(Shape annotation entries)
****************************************

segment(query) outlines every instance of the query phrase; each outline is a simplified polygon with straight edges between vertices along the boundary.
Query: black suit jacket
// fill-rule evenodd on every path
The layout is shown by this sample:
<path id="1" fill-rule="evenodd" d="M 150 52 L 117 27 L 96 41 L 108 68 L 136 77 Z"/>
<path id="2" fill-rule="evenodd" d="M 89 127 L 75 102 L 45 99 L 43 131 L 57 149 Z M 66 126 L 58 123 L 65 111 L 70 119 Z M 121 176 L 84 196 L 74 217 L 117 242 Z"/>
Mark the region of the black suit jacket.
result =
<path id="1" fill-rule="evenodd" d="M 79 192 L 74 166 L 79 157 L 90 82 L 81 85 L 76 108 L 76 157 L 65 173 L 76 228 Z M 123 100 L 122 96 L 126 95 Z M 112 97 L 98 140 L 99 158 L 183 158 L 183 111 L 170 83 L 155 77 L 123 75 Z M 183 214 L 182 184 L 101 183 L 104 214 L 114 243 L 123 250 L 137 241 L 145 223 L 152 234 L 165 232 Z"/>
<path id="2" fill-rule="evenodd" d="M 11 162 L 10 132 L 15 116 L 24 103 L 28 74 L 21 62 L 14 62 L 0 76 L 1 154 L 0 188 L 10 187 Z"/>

****************************************

**What the exercise asks**.
Extract every line from all of the entries above and copy each one without any change.

**The result**.
segment(query) outlines every instance of the query phrase; each outline is a simplified polygon with straight edges between vertices along the boundary.
Query: black suit jacket
// fill-rule evenodd on every path
The layout is shown by this sample:
<path id="1" fill-rule="evenodd" d="M 150 52 L 117 27 L 96 41 L 108 68 L 136 77 Z"/>
<path id="2" fill-rule="evenodd" d="M 89 127 L 75 102 L 45 99 L 43 131 L 57 149 Z M 66 126 L 58 123 L 65 111 L 70 119 Z M 121 176 L 84 196 L 74 217 L 117 242 Z"/>
Mark the region of the black suit jacket.
result =
<path id="1" fill-rule="evenodd" d="M 79 192 L 74 166 L 79 157 L 90 82 L 81 85 L 76 108 L 76 157 L 65 173 L 76 228 Z M 123 100 L 122 96 L 126 95 Z M 112 97 L 98 140 L 99 158 L 183 158 L 183 111 L 170 83 L 155 77 L 123 75 Z M 183 214 L 182 184 L 101 183 L 104 214 L 114 243 L 123 250 L 137 241 L 145 223 L 152 234 L 165 232 Z"/>
<path id="2" fill-rule="evenodd" d="M 11 162 L 10 132 L 15 116 L 24 103 L 28 74 L 21 62 L 14 62 L 0 76 L 1 154 L 0 188 L 10 187 Z"/>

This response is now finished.